Task prompt → Translate this sentence from the Fort Erie Race Track article into Spanish: "Paladino said that more definitive plans will likely be unveiled this fall, if not sooner."

Provided passage →
===
By James Fink
Fort Erie Race Track may eventually be surrounded by a hospitality and tourism-themed series of developments.
Buffalo developer Carl Paladino hinted as much during a Tuesday briefing that came just hours after he and his investment partners — local business leaders Joel Castle and Joseph Mosey — completed their deal to acquire 338 acres of land just off Queen Elizabeth Way. The land includes the 117-year-old track.
“I like the fact that they are building on what we already have here,” said Fort Erie Mayor Douglas Martin. “They and their plans are giving life back to this grand old lady. To me, this is the beginning of a new era for the track and for Fort Erie.”
While Paladino said development plans are preliminary, he expects whatever is constructed on the land will be hospitality and tourism-based in nature. That would dovetail off the race track and the $400 million Canadian Motorsport Speedway that’s expected to open within the next three years.
Paladino said that more definitive plans will likely be unveiled this fall, if not sooner.
“This isn’t something that’s just sitting there waiting for something else to happen,” Paladino said.
When pressed, Paladino thinks the entire project could be completed within “the next five or six years.”
The development should not only create jobs in Fort Erie, Paladino said he also hopes it is the catalyst for other private sector-fueled projects.
Fort Erie leaders want the track to go back to a 74-date schedule of live races, up from the 37 authorized for this year. They are also pushing leaders in Queen’s Park to allow the Ontario Lottery and Gaming Corp. to bring back slot machines to the track. Fort Erie lost its slot machine operations when OLGC removed them more than two years ago.
“All we are asking for is a level playing field,” said James Thibert, Fort Erie’s economic development chief. “Queen’s Park needs to understand that this track is so much more important to our community than what Woodbine (Track) means to Toronto. We view the track as an anchor for future development projects.”
The Paladino-led development consortium spent the past three years working on the sale agreement with the property’s immediate past owner, Israeli-based Nordic Gaming Corp., and also with Fort Erie officials.
While Paladino said he was open to selling off parcels to other developers, his focus is on the hospitality/tourism project.
“We’re developers,” he said. “We’re not investors. We hit the ground running every morning. People don’t understand just how important the Southern Canadian peninsula is to our city.”
===
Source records
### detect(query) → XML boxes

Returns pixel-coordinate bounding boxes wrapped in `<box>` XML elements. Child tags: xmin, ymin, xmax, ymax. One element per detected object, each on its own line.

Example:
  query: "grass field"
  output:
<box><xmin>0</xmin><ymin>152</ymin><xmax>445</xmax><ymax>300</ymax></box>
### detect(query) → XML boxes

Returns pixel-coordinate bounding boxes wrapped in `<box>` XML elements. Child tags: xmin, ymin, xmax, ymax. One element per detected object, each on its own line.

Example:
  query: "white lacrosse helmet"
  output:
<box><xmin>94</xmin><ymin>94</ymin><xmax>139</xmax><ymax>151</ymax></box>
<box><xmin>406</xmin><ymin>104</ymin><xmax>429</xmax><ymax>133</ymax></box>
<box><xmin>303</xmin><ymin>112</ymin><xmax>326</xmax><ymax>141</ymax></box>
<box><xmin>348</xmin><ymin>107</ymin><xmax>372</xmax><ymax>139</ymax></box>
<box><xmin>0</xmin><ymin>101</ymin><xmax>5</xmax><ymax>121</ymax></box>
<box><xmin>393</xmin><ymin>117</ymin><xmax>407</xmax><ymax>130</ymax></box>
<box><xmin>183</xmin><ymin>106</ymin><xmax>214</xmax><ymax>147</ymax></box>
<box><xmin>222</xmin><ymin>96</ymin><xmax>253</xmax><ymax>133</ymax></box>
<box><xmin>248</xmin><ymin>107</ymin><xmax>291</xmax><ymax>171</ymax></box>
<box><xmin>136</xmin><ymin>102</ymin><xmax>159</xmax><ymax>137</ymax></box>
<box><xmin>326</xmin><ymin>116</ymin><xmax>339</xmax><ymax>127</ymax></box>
===
Reply to the task → Paladino dijo que probablemente se darán a conocer planes más definitivos este otoño, si no antes.